Pick out every line in the rows below that contains the word "white" and copy each of those lines.

====== Rows ======

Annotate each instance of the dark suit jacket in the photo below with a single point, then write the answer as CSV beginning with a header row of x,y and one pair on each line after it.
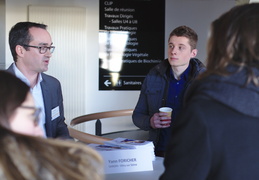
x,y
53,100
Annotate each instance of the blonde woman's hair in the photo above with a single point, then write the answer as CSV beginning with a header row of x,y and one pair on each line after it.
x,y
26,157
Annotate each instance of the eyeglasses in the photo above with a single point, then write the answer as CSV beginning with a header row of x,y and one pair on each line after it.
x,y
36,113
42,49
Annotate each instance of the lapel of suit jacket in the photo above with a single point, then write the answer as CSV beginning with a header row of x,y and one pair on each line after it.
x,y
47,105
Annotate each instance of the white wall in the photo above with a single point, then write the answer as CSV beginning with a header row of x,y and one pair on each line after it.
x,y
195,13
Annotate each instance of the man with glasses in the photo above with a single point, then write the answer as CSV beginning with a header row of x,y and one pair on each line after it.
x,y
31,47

======
====== Rows ======

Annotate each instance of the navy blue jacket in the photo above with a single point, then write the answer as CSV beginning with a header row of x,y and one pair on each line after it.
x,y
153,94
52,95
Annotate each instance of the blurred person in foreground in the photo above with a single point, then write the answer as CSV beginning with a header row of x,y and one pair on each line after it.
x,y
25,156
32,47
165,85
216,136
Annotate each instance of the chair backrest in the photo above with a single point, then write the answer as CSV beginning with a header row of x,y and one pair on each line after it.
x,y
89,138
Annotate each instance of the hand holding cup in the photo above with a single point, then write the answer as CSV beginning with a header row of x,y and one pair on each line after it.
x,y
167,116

======
====== Rows ======

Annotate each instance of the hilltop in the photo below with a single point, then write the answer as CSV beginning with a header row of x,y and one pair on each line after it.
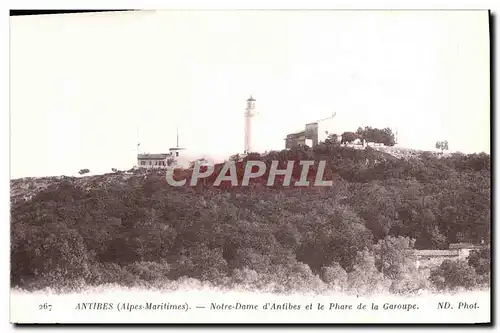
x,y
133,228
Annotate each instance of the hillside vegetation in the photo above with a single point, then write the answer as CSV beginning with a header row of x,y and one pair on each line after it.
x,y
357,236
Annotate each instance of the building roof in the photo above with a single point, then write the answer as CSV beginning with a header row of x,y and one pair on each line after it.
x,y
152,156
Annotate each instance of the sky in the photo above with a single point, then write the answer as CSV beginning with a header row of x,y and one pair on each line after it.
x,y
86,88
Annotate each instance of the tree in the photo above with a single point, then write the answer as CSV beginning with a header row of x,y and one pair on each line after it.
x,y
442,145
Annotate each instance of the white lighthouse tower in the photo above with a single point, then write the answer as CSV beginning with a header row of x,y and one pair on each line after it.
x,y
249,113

======

* Output for this exercise
Annotate each instance of the white wall in the photo above with a single point, then write the answer as CSV beginning with a header row of x,y and one pair on each line after it.
Annotate each instance of the white lighthouse tower in the photo above with a single point, then write the answer as CSV beginning with a header row of x,y and one pair on each line after it.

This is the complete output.